Exercise objective :: Convert every line of the items below into a Markdown table with two columns, Row and Line. Put the row number under Row and the line under Line, and omit blank lines.
** BEGIN Extracted data **
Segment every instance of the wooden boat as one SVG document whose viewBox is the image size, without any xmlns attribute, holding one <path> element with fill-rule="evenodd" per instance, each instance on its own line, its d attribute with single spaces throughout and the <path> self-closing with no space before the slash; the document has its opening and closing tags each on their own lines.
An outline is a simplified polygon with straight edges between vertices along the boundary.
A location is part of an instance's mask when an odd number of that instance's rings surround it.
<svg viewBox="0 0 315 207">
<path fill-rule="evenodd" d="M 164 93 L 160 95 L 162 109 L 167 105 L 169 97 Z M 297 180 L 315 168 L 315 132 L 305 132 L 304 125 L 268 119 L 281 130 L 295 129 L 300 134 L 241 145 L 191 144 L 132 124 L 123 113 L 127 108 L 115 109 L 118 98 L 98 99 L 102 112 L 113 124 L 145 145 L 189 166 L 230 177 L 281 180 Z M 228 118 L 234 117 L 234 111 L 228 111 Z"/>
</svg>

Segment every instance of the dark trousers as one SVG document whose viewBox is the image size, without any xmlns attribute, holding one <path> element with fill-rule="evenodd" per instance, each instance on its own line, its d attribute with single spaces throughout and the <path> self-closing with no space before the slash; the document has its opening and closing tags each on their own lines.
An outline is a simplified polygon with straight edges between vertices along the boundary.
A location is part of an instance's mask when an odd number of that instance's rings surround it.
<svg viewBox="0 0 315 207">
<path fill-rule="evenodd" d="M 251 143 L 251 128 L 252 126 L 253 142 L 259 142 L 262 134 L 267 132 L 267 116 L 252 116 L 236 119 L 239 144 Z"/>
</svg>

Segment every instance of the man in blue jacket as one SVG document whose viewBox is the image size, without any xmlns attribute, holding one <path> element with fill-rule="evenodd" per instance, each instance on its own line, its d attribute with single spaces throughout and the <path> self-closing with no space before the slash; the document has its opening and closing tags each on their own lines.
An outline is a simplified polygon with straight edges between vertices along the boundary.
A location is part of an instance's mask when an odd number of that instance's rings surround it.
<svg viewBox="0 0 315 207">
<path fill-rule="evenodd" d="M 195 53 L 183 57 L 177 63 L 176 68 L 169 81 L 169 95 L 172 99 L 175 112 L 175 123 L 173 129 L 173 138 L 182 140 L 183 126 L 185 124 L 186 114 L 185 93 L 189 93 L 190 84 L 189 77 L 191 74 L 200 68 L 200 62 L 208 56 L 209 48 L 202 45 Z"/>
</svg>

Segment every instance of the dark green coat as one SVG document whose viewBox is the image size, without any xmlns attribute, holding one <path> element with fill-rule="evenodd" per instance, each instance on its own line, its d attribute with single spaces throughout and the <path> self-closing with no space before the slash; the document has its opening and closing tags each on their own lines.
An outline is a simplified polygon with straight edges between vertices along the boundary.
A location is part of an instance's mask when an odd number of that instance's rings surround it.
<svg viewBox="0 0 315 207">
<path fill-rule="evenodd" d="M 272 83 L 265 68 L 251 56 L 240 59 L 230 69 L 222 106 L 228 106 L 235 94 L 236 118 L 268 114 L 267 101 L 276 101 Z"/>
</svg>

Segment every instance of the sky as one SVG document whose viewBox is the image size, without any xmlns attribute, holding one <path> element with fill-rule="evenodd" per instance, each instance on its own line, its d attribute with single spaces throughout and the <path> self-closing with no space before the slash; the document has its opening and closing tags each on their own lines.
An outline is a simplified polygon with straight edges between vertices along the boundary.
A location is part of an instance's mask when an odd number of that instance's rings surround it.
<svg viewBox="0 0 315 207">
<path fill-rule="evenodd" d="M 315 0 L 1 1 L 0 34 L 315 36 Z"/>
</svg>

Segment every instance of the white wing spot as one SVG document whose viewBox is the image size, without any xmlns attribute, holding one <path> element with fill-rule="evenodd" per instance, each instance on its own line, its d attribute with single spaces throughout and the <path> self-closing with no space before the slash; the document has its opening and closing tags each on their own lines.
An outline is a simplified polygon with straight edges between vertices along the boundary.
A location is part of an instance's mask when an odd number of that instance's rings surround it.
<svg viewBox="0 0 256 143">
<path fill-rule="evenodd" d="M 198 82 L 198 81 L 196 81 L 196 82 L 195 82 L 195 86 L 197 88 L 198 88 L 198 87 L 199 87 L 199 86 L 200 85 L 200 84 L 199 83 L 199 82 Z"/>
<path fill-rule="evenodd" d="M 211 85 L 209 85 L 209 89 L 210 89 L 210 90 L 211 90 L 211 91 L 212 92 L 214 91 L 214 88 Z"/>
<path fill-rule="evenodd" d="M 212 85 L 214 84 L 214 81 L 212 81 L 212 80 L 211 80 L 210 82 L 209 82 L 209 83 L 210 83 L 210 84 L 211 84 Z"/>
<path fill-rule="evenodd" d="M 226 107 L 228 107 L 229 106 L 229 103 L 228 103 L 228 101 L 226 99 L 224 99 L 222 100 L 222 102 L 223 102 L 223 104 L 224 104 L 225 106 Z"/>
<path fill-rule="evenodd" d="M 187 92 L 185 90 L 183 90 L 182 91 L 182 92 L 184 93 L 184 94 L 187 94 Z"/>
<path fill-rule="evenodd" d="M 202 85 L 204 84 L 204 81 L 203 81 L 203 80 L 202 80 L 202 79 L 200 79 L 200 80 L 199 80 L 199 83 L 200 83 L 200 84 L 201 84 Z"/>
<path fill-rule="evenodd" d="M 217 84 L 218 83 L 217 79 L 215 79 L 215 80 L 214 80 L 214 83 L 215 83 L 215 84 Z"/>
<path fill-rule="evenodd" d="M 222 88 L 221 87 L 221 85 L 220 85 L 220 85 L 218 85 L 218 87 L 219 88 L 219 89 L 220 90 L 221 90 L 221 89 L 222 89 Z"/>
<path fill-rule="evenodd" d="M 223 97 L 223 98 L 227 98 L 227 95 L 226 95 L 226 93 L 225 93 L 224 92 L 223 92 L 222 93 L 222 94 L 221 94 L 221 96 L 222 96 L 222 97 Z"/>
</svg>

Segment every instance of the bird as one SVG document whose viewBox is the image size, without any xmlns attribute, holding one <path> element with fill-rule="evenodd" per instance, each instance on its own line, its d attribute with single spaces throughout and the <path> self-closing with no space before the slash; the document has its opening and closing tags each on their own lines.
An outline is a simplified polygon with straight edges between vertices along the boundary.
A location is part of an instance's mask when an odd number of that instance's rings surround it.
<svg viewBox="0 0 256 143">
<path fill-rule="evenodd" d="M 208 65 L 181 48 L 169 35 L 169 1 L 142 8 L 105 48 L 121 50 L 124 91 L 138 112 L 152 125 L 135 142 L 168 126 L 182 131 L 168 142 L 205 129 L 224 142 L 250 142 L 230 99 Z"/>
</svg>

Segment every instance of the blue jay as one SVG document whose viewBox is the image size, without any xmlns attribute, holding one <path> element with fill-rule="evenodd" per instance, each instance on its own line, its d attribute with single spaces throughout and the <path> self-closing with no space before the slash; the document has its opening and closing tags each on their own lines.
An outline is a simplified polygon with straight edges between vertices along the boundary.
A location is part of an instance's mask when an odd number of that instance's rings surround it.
** END Extracted data **
Task result ::
| Row | Line |
|---|---|
| 1 | Segment every instance of the wooden boat as one SVG document whose viewBox is the image size, without any xmlns attribute, holding one <path> element with fill-rule="evenodd" per instance, each instance on its own line, its d attribute with single spaces throughout and the <path> self-closing with no space before the slash; the document has its opening and closing tags each on their own lines. |
| 2 | An outline is a simplified polygon with straight edges between vertices along the boundary. |
| 3 | A location is part of an instance's mask when an odd number of that instance's rings surround it. |
| 4 | <svg viewBox="0 0 315 207"> |
| 5 | <path fill-rule="evenodd" d="M 164 93 L 160 95 L 162 109 L 167 105 L 169 97 Z M 297 180 L 315 168 L 315 132 L 305 132 L 304 125 L 268 119 L 281 130 L 295 129 L 300 134 L 241 145 L 191 144 L 132 124 L 123 113 L 127 108 L 115 109 L 118 98 L 98 99 L 102 112 L 113 124 L 145 145 L 189 166 L 230 177 L 281 180 Z M 228 118 L 234 117 L 234 111 L 228 111 Z"/> |
| 6 | </svg> |
| 7 | Segment every instance of the dark trousers as one SVG document whose viewBox is the image size, without any xmlns attribute, holding one <path> element with fill-rule="evenodd" per instance, each instance on its own line, its d attribute with single spaces throughout and the <path> self-closing with no space before the slash; the document has its opening and closing tags each on their own lines. |
| 8 | An outline is a simplified polygon with straight edges between vertices along the boundary. |
| 9 | A location is part of an instance's mask when an odd number of that instance's rings surround it. |
| 10 | <svg viewBox="0 0 315 207"> |
| 11 | <path fill-rule="evenodd" d="M 251 143 L 251 128 L 252 126 L 253 142 L 259 142 L 262 134 L 267 132 L 267 116 L 252 116 L 236 119 L 239 144 Z"/> |
| 12 | </svg> |
| 13 | Segment every instance of the man in blue jacket as one SVG document whose viewBox is the image size, without any xmlns attribute, holding one <path> element with fill-rule="evenodd" per instance, each instance on its own line, its d attribute with single spaces throughout and the <path> self-closing with no space before the slash; the document has its opening and closing tags each on their own lines. |
| 14 | An outline is a simplified polygon with straight edges between vertices along the boundary. |
| 15 | A location is part of an instance's mask when an odd number of that instance's rings surround it. |
| 16 | <svg viewBox="0 0 315 207"> |
| 17 | <path fill-rule="evenodd" d="M 195 53 L 183 57 L 177 63 L 176 68 L 169 81 L 169 95 L 172 99 L 175 112 L 175 123 L 173 129 L 173 138 L 182 140 L 183 126 L 185 124 L 186 114 L 185 93 L 189 93 L 190 84 L 189 77 L 191 74 L 200 68 L 200 62 L 208 56 L 209 48 L 202 45 Z"/> |
| 18 | </svg> |
| 19 | Segment every instance of the dark green coat as one SVG document whose viewBox is the image size, without any xmlns attribute, holding one <path> element with fill-rule="evenodd" per instance, each instance on its own line, its d attribute with single spaces throughout and the <path> self-closing with no space before the slash; the document has its opening and closing tags each on their own lines. |
| 20 | An outline is a simplified polygon with straight edges between vertices along the boundary. |
| 21 | A location is part of an instance's mask when an odd number of that instance's rings surround it. |
| 22 | <svg viewBox="0 0 315 207"> |
| 23 | <path fill-rule="evenodd" d="M 272 83 L 265 68 L 251 56 L 240 59 L 230 69 L 222 106 L 228 106 L 235 94 L 236 118 L 268 114 L 267 101 L 276 101 Z"/> |
| 24 | </svg> |
| 25 | Segment every instance of the sky as one SVG document whose viewBox is the image size, without any xmlns attribute, holding one <path> element with fill-rule="evenodd" per instance, each instance on its own line, its d attribute with single spaces throughout and the <path> self-closing with no space before the slash; the document has its opening and closing tags each on their own lines. |
| 26 | An outline is a simplified polygon with straight edges between vertices along the boundary. |
| 27 | A location is part of an instance's mask when an odd number of that instance's rings surround it. |
| 28 | <svg viewBox="0 0 315 207"> |
| 29 | <path fill-rule="evenodd" d="M 315 0 L 1 1 L 0 34 L 315 36 Z"/> |
| 30 | </svg> |
| 31 | Segment every instance of the white wing spot as one SVG document whose viewBox is the image size, without any xmlns attribute, holding one <path> element with fill-rule="evenodd" per instance, each instance on its own line, its d attribute with single spaces throughout and the <path> self-closing with no space before the slash; the document has its opening and closing tags each on their own lines. |
| 32 | An outline is a simplified polygon with straight edges between vertices along the boundary. |
| 33 | A location is part of an instance's mask when an odd number of that instance's rings surround it. |
| 34 | <svg viewBox="0 0 256 143"> |
| 35 | <path fill-rule="evenodd" d="M 198 82 L 198 81 L 196 81 L 196 82 L 195 82 L 195 86 L 197 88 L 198 88 L 198 87 L 199 87 L 199 86 L 200 85 L 200 84 L 199 83 L 199 82 Z"/> |
| 36 | <path fill-rule="evenodd" d="M 211 85 L 209 85 L 209 89 L 210 89 L 210 90 L 211 90 L 211 91 L 212 92 L 214 91 L 214 88 Z"/> |
| 37 | <path fill-rule="evenodd" d="M 212 85 L 214 84 L 214 81 L 212 81 L 212 80 L 211 80 L 210 82 L 209 82 L 209 83 L 210 83 L 210 84 L 211 84 Z"/> |
| 38 | <path fill-rule="evenodd" d="M 226 107 L 228 107 L 229 106 L 229 103 L 228 103 L 228 101 L 226 99 L 224 99 L 222 100 L 222 102 L 223 102 L 223 104 L 224 104 L 225 106 Z"/> |
| 39 | <path fill-rule="evenodd" d="M 187 92 L 185 90 L 183 90 L 182 91 L 182 92 L 184 93 L 184 94 L 187 94 Z"/> |
| 40 | <path fill-rule="evenodd" d="M 202 85 L 204 84 L 204 81 L 203 81 L 203 80 L 202 80 L 202 79 L 200 79 L 200 80 L 199 80 L 199 83 L 200 83 L 200 84 L 201 84 Z"/> |
| 41 | <path fill-rule="evenodd" d="M 217 84 L 218 83 L 217 79 L 215 79 L 215 80 L 214 80 L 214 83 L 215 83 L 215 84 Z"/> |
| 42 | <path fill-rule="evenodd" d="M 222 88 L 221 87 L 221 85 L 220 85 L 220 85 L 218 85 L 218 87 L 219 88 L 219 89 L 220 90 L 221 90 L 221 89 L 222 89 Z"/> |
| 43 | <path fill-rule="evenodd" d="M 223 97 L 223 98 L 227 98 L 227 95 L 226 95 L 226 93 L 225 93 L 224 92 L 223 92 L 222 93 L 222 94 L 221 94 L 221 96 L 222 96 L 222 97 Z"/> |
| 44 | </svg> |
| 45 | Segment every instance of the bird as one SVG document whose viewBox is the image size, without any xmlns attribute, holding one <path> element with fill-rule="evenodd" per instance, each instance on its own line, its d attribute with single spaces throughout and the <path> self-closing with no space before the slash; the document has its opening and closing tags each on their own lines. |
| 46 | An outline is a simplified polygon with straight edges between vertices along the boundary. |
| 47 | A location is part of an instance's mask when an odd number of that instance's rings surround it. |
| 48 | <svg viewBox="0 0 256 143"> |
| 49 | <path fill-rule="evenodd" d="M 208 65 L 181 48 L 169 35 L 169 1 L 142 8 L 105 48 L 121 50 L 124 91 L 138 112 L 152 125 L 135 142 L 168 126 L 182 131 L 168 142 L 205 129 L 224 142 L 250 142 L 230 99 Z"/> |
| 50 | </svg> |
| 51 | Segment every instance of the blue jay as one SVG document whose viewBox is the image size, without any xmlns attribute, holding one <path> element with fill-rule="evenodd" per instance, each instance on its own line, its d attribute with single spaces throughout and the <path> self-closing with no space before the slash; the document has its opening and closing tags each on their own lines. |
| 52 | An outline is a simplified polygon with straight edges between vertices along the boundary. |
| 53 | A location is part of an instance's mask when an odd number of that instance's rings surround it. |